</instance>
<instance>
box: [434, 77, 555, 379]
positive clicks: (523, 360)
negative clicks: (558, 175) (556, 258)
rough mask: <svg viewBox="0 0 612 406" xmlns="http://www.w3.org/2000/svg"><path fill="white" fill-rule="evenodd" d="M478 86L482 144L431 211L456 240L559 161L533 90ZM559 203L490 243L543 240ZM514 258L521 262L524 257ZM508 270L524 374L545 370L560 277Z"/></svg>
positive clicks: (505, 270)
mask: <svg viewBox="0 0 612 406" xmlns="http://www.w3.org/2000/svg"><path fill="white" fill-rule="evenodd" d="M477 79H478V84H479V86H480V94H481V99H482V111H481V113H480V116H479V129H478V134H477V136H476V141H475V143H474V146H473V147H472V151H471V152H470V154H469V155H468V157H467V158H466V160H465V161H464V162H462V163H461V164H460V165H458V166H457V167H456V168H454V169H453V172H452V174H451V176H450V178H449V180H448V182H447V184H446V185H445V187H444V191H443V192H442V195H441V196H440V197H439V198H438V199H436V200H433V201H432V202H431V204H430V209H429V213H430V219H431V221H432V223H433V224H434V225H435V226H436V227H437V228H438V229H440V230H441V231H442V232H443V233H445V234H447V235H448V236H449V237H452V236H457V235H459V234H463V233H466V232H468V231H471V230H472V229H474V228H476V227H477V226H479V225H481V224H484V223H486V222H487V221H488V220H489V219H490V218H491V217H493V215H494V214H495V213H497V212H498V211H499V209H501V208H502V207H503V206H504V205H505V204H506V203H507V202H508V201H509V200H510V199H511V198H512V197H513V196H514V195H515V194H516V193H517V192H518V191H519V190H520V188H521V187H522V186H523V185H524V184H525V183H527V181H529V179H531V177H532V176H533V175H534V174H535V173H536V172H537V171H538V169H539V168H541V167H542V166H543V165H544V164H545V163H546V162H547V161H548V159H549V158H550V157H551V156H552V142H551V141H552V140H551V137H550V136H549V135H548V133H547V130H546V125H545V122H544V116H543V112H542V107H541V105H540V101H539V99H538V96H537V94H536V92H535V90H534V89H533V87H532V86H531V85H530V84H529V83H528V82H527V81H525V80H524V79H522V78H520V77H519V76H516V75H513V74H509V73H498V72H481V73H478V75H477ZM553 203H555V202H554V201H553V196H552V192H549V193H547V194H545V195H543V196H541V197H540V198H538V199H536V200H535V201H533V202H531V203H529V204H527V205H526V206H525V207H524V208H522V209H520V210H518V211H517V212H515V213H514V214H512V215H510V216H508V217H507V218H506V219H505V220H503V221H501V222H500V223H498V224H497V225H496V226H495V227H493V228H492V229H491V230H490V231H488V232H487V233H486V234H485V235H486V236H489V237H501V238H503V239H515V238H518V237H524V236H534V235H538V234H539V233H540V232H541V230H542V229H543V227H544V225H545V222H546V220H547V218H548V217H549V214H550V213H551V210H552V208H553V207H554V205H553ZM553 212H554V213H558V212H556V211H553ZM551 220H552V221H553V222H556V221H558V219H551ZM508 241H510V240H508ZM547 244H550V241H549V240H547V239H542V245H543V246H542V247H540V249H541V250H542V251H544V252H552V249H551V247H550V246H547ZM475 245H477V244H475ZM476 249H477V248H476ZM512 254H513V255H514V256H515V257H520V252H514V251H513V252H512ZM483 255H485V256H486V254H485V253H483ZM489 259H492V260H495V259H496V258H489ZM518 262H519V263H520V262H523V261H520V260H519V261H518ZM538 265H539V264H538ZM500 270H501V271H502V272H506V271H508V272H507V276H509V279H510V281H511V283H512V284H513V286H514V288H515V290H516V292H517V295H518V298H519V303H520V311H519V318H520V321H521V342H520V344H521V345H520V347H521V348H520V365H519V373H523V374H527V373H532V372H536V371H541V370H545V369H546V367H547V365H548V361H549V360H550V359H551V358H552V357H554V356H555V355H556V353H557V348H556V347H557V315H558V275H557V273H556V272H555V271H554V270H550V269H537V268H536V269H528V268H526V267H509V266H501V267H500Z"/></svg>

####################

EXERCISE:
What are the lines, exactly as written above, from the line with "box: [434, 77, 555, 379]" to the line with "rough mask: <svg", both included? Output only those.

EXPECTED OUTPUT:
box: [434, 77, 555, 379]
positive clicks: (523, 360)
negative clicks: (558, 175) (556, 258)
rough mask: <svg viewBox="0 0 612 406" xmlns="http://www.w3.org/2000/svg"><path fill="white" fill-rule="evenodd" d="M478 86L482 144L431 211L456 240L559 161L533 90ZM559 203L490 243L543 240ZM514 258L521 262L524 257ZM508 270L524 374L545 370L560 277Z"/></svg>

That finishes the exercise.